- **ЧТО НУЖНО СДЕЛАТЬ**
**a.** Перечислите все слова и фразы, взятые в кавычки-«ёлочки» в первом абзаце текста для чтения ниже. Этот абзац начинается словами «Или в другом очерке».
**b.** Перепечатайте фрагмент текста для чтения, начиная со слов «Дело в том, что» и продолжая до слов «хочется их дополнить.» включительно.

- **ТЕКСТ ДЛЯ ЧТЕНИЯ**

——————————

Или в другом очерке два клерка шутят, прикалываются, как сказали бы сейчас, и один другому говорит, что, кажется, жена хозяина изменяет ему. Тогда второй клерк восклицает: «Как! Неужели наш патрон станет последним Поль де Коком?» Это совершенно нельзя понять, если не знать, что Поль де Кок, популярнейший романист, за несколько месяцев до создания этого очерка выпустил очередной роман под названием «Le Cocu» — «Рогоносец», а это слово считалось неприличным, и поэтому целомудренные горничные, приходя в книжную лавку за этой книгой, стеснялись произнести название и говорили: «Дайте мне, пожалуйста, последнего Поля де Кока». И на несколько месяцев «последний Поль де Кок» стал синонимом обманутого мужа. В тексте это все не разъяснено (зато там много другого очень увлекательного), и я считаю своим долгом помочь читателю понять все эти подразумеваемые смыслы.
Дело в том, что мелкие бытовые подробности забываются очень быстро. Вот недавно все прибавляли к разным утверждениям имя «Карл». И, возможно, это отразилось в каком-то художественном произведении. Еще десять лет пройдет — вообще уже никто не вспомнит, откуда это взято. Конечно, главное про прошлую эпоху нынешний читатель узнает от моих авторов. Но авторы порой чего-то не говорят, потому что считают это само собой разумеющимся. И мне хочется их дополнить.
Я недавно получила мейл от своего старого друга Александра Ярина, он сам замечательный переводчик и прозаик. И вот он мне написал: «Вообще ты понемногу (да и не понемногу даже, а помногу) в одиночку создаешь французское государство на нашей земле. Я серьезно. Скоро в нем можно будет поживать, но и уже можно». Я очень этим отзывом горжусь, тем более что Александр Яковлевич вообще очень строгий ценитель. Ну вот, я своими комментариями, как мне кажется, благоустраиваю это «государство», делаю его более удобным для читателей.
— А как занятие переводом сочетается у вас с исследованием истории литературы? И что влияет на выбор авторов для перевода — ваш вкус, издательский рынок и прочее?

——————————

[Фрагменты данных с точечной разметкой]
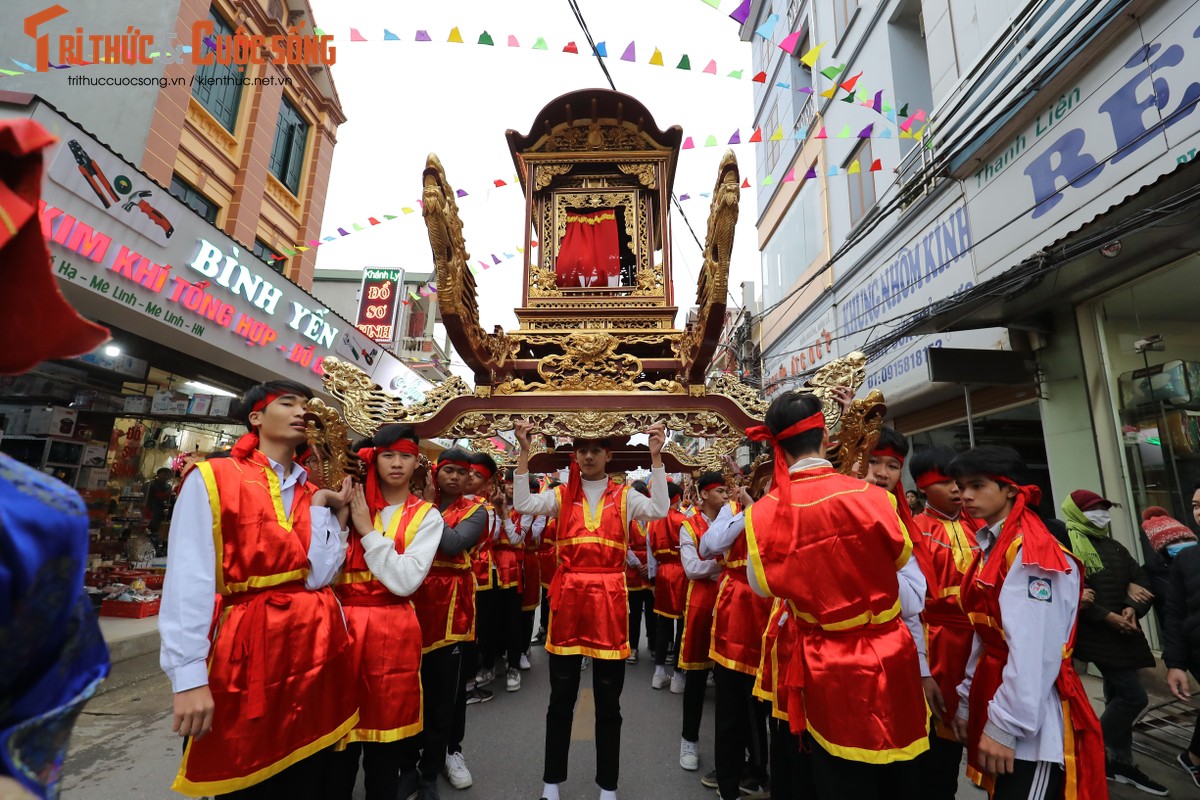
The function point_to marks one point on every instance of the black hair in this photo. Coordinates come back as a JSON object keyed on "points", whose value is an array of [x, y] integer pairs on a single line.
{"points": [[259, 392], [485, 461], [893, 439], [390, 434], [931, 459], [987, 461], [786, 410], [454, 453]]}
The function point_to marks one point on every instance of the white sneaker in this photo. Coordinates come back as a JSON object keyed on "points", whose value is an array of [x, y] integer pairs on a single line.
{"points": [[456, 771], [688, 757]]}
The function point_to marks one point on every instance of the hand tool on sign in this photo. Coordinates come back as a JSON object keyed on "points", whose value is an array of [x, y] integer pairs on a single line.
{"points": [[155, 215], [93, 174]]}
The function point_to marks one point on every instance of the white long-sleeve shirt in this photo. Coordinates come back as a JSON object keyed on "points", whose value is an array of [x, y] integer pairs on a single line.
{"points": [[190, 588], [402, 572], [1038, 609], [694, 566], [637, 505], [911, 579]]}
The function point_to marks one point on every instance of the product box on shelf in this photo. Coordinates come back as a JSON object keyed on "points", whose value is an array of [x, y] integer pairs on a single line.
{"points": [[137, 404], [52, 421]]}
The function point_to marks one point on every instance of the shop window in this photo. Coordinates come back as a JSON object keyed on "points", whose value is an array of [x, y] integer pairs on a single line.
{"points": [[217, 86], [861, 185], [287, 152], [843, 12], [269, 256], [193, 199], [1151, 350]]}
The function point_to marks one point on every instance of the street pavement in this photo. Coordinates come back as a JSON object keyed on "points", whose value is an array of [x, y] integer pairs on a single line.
{"points": [[124, 749]]}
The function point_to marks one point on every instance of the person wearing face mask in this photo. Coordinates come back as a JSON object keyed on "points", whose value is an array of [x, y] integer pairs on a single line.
{"points": [[1108, 635]]}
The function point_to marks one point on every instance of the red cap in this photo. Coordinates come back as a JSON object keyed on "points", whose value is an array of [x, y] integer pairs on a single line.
{"points": [[1086, 500]]}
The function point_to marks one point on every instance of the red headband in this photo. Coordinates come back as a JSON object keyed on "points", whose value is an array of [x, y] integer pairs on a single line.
{"points": [[888, 451], [781, 477], [267, 401], [930, 477]]}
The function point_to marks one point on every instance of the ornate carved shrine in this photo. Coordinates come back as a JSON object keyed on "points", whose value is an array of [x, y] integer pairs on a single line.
{"points": [[597, 353]]}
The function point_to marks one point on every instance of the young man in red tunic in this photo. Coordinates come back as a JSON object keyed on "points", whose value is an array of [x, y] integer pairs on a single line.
{"points": [[670, 587], [396, 535], [835, 549], [697, 627], [739, 623], [589, 608], [481, 487], [946, 537], [264, 701], [637, 582], [1024, 716], [445, 608]]}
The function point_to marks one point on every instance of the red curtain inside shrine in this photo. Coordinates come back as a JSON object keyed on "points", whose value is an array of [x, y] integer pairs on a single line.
{"points": [[589, 254]]}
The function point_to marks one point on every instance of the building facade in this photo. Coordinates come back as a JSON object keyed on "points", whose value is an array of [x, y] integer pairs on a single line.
{"points": [[247, 146], [1048, 208]]}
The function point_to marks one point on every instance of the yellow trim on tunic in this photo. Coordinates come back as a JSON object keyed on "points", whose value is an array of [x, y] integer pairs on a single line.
{"points": [[905, 753], [209, 788], [256, 581], [760, 572]]}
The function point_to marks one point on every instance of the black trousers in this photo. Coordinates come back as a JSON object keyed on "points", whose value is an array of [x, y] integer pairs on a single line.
{"points": [[940, 768], [504, 633], [441, 684], [695, 681], [641, 605], [791, 765], [486, 629], [1125, 697], [741, 728], [607, 680], [840, 777], [459, 719], [305, 780], [669, 631], [382, 765], [1030, 781]]}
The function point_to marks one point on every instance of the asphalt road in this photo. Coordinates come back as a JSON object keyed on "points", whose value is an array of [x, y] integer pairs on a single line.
{"points": [[123, 746]]}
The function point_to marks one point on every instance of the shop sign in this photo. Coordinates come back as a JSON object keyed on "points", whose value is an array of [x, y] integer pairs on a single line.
{"points": [[196, 280], [1127, 122], [378, 302], [934, 264], [792, 355]]}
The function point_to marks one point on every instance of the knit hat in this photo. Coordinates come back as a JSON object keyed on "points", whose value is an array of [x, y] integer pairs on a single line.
{"points": [[1162, 529]]}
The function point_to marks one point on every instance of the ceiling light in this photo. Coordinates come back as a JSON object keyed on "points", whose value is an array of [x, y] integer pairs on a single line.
{"points": [[209, 390]]}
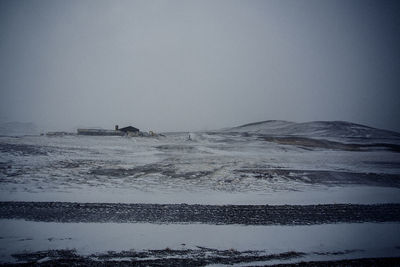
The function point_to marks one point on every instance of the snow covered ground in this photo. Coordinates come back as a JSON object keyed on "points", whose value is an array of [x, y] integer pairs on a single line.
{"points": [[243, 165]]}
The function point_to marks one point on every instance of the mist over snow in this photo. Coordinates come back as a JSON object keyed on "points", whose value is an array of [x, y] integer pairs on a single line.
{"points": [[198, 65]]}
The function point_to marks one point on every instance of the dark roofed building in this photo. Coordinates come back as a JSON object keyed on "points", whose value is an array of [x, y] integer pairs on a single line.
{"points": [[129, 129]]}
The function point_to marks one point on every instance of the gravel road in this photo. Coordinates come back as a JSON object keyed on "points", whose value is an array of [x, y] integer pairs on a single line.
{"points": [[209, 214]]}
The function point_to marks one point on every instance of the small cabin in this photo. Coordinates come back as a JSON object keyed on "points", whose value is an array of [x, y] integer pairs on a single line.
{"points": [[129, 129]]}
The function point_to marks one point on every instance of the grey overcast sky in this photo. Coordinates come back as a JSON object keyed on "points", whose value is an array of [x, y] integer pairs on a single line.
{"points": [[195, 65]]}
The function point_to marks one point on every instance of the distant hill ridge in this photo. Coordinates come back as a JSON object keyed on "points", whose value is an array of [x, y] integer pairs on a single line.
{"points": [[316, 129]]}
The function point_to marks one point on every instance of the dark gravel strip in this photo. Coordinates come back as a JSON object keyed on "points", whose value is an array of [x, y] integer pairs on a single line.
{"points": [[210, 214]]}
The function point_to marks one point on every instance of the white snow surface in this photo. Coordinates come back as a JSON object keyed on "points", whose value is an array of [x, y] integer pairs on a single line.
{"points": [[212, 168], [360, 240]]}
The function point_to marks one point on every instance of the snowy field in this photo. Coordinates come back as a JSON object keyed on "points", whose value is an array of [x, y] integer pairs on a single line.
{"points": [[270, 163]]}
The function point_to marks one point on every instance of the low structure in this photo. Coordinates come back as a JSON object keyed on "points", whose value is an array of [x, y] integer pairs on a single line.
{"points": [[130, 130], [100, 132]]}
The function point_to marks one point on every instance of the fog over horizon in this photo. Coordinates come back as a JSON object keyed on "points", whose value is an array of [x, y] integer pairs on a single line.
{"points": [[199, 65]]}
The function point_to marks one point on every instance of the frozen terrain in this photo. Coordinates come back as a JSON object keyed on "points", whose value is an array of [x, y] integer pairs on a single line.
{"points": [[251, 194]]}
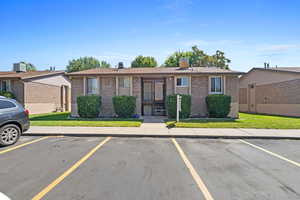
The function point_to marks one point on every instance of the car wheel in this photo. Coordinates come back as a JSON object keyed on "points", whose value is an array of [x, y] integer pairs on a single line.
{"points": [[9, 134]]}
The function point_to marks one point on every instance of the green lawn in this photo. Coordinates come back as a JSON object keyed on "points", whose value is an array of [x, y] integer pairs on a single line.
{"points": [[62, 119], [245, 121]]}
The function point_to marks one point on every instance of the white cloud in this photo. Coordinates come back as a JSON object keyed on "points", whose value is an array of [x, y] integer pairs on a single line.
{"points": [[278, 47], [114, 57], [210, 42]]}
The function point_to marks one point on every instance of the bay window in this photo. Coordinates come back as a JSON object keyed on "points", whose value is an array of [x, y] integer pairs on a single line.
{"points": [[182, 82], [92, 86], [216, 85], [124, 82]]}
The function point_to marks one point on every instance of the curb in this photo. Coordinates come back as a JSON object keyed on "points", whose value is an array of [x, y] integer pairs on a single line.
{"points": [[165, 136]]}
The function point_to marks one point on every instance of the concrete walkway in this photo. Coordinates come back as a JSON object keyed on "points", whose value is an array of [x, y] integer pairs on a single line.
{"points": [[160, 130]]}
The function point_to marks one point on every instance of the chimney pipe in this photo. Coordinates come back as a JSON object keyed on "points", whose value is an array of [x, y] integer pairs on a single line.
{"points": [[120, 65], [184, 63]]}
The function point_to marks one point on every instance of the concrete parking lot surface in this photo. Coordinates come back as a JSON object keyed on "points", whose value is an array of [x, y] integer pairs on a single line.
{"points": [[150, 168]]}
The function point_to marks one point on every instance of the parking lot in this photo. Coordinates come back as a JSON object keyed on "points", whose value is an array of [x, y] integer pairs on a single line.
{"points": [[150, 168]]}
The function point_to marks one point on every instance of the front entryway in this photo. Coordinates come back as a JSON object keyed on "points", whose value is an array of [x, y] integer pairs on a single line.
{"points": [[153, 96]]}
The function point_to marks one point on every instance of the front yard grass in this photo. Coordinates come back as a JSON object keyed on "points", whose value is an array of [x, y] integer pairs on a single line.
{"points": [[62, 119], [245, 121]]}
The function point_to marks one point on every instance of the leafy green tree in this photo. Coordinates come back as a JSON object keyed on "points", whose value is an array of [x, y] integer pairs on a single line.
{"points": [[173, 60], [198, 58], [144, 61], [85, 63]]}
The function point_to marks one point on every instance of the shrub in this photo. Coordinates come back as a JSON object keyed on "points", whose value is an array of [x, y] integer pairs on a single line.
{"points": [[89, 106], [185, 106], [218, 105], [124, 106], [7, 94]]}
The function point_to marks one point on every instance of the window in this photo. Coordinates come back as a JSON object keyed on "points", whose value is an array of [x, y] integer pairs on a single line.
{"points": [[92, 87], [124, 82], [216, 85], [182, 82], [6, 104], [5, 85]]}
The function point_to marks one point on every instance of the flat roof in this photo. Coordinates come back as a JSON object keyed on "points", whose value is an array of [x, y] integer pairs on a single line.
{"points": [[28, 75], [155, 70]]}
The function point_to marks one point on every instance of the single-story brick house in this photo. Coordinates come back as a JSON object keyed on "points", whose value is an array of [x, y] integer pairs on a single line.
{"points": [[38, 91], [271, 91], [151, 86]]}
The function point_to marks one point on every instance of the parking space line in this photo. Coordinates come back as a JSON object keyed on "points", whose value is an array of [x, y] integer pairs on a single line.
{"points": [[22, 145], [271, 153], [69, 171], [193, 172]]}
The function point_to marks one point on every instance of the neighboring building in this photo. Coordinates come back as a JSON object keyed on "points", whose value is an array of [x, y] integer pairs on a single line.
{"points": [[271, 91], [38, 91], [151, 86]]}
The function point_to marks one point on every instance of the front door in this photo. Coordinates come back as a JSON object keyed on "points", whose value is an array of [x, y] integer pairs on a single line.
{"points": [[251, 102], [153, 91]]}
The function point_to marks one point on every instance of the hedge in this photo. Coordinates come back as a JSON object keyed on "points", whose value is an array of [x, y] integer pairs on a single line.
{"points": [[7, 94], [185, 106], [218, 105], [124, 106], [89, 106]]}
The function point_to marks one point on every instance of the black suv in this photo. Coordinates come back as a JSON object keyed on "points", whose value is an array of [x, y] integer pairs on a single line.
{"points": [[14, 121]]}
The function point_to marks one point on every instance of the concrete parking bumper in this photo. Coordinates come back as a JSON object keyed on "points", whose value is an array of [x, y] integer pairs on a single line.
{"points": [[157, 130]]}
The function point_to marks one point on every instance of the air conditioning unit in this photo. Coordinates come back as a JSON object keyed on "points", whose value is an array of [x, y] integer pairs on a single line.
{"points": [[19, 67]]}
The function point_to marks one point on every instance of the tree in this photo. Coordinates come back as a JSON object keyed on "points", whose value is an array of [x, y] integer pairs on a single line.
{"points": [[198, 58], [84, 63], [144, 61], [173, 60]]}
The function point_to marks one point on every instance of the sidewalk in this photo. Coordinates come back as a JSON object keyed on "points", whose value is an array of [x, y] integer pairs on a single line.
{"points": [[159, 130]]}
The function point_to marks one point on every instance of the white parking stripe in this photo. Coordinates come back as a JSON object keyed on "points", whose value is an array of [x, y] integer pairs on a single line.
{"points": [[271, 153], [193, 172]]}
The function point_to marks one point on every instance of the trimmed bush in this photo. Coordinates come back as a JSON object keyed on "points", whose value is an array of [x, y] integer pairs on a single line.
{"points": [[89, 106], [7, 94], [124, 106], [218, 105], [185, 106]]}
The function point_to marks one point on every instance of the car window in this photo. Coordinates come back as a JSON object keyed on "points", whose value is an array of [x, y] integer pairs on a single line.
{"points": [[6, 104]]}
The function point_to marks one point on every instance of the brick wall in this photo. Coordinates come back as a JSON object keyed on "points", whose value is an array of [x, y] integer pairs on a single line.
{"points": [[41, 98], [287, 92], [17, 88]]}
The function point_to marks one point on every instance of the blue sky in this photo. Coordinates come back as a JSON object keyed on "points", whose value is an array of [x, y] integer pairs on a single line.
{"points": [[50, 33]]}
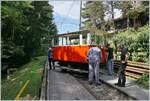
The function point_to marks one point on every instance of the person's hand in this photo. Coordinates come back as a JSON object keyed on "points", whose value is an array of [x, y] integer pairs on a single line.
{"points": [[96, 62], [123, 62]]}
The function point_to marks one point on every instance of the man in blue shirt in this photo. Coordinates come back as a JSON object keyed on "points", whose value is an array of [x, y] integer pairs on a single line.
{"points": [[50, 58], [94, 58], [122, 69], [110, 62]]}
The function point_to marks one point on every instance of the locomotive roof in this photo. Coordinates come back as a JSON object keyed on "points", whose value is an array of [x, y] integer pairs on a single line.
{"points": [[71, 33]]}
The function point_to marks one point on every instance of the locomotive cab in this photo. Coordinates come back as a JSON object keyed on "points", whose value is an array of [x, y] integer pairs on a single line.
{"points": [[70, 49]]}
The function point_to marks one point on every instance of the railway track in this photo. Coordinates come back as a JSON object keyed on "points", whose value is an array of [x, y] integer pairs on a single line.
{"points": [[134, 69], [106, 91]]}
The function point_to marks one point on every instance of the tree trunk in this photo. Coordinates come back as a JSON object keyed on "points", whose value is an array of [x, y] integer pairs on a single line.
{"points": [[128, 22], [112, 13]]}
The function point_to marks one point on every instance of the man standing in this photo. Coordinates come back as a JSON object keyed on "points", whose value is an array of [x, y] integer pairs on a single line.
{"points": [[50, 58], [124, 58], [110, 61], [94, 58]]}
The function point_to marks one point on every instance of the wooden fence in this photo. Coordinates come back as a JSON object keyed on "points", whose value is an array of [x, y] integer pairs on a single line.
{"points": [[134, 69]]}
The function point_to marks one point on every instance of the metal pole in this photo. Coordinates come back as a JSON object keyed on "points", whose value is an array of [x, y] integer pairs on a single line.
{"points": [[80, 15]]}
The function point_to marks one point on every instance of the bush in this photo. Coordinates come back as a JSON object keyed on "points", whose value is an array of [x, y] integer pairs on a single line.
{"points": [[143, 81], [139, 57], [135, 40]]}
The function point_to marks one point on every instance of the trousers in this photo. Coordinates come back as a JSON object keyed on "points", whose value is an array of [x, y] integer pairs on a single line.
{"points": [[110, 66], [50, 60], [94, 72], [122, 77]]}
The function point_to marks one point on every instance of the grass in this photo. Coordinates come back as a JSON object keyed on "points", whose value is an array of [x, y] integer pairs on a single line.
{"points": [[31, 71], [143, 81]]}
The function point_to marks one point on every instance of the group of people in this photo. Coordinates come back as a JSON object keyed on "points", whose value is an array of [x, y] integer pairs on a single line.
{"points": [[94, 58]]}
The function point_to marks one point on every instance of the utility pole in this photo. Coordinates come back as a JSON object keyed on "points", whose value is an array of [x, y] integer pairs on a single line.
{"points": [[80, 14]]}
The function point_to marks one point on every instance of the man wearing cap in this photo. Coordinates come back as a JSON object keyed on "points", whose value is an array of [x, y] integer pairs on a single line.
{"points": [[50, 58], [124, 58], [94, 58]]}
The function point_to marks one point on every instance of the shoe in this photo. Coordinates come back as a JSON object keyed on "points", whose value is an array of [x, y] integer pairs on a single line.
{"points": [[97, 84], [117, 84], [90, 83], [122, 86]]}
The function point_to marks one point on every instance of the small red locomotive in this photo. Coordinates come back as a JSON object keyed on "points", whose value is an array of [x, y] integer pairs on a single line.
{"points": [[71, 48]]}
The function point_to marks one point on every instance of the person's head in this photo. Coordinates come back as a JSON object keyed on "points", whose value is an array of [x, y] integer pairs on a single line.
{"points": [[108, 45], [50, 48], [99, 46], [121, 46]]}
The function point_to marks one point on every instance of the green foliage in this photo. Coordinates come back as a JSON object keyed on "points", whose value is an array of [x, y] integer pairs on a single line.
{"points": [[93, 13], [143, 81], [135, 40], [139, 57], [26, 25]]}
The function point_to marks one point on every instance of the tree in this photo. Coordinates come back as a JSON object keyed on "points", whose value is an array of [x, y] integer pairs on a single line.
{"points": [[124, 6], [93, 15], [25, 26]]}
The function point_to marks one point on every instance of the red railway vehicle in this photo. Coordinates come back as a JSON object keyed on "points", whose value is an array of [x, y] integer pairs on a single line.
{"points": [[71, 49]]}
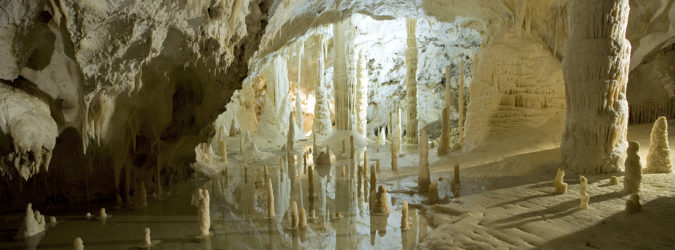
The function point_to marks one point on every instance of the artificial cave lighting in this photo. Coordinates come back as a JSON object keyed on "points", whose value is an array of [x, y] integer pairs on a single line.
{"points": [[333, 124]]}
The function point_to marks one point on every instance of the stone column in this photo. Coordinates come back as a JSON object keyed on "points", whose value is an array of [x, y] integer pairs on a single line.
{"points": [[596, 72]]}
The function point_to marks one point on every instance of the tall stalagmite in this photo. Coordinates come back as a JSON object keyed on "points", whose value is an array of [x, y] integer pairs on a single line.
{"points": [[596, 72], [344, 75], [423, 178], [322, 123], [658, 158], [411, 81], [445, 117], [361, 96]]}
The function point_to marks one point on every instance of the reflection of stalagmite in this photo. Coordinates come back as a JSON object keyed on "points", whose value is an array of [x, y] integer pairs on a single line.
{"points": [[423, 178], [596, 67], [204, 214], [432, 193], [583, 187], [411, 81], [404, 216], [633, 171], [78, 244], [560, 186], [633, 204], [658, 158], [270, 199]]}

——————————

- **ОТВЕТЫ ПО ЗАДАНИЯМ**
**a.**
1. «Как! Неужели наш патрон станет последним Поль де Коком?»
2. «Le Cocu»
3. «Рогоносец»
4. «Дайте мне, пожалуйста, последнего Поля де Кока»
5. «последний Поль де Кок»

**b.**
Дело в том, что мелкие бытовые подробности забываются очень быстро. Вот недавно все прибавляли к разным утверждениям имя «Карл». И, возможно, это отразилось в каком-то художественном произведении. Еще десять лет пройдет — вообще уже никто не вспомнит, откуда это взято. Конечно, главное про прошлую эпоху нынешний читатель узнает от моих авторов. Но авторы порой чего-то не говорят, потому что считают это само собой разумеющимся. И мне хочется их дополнить.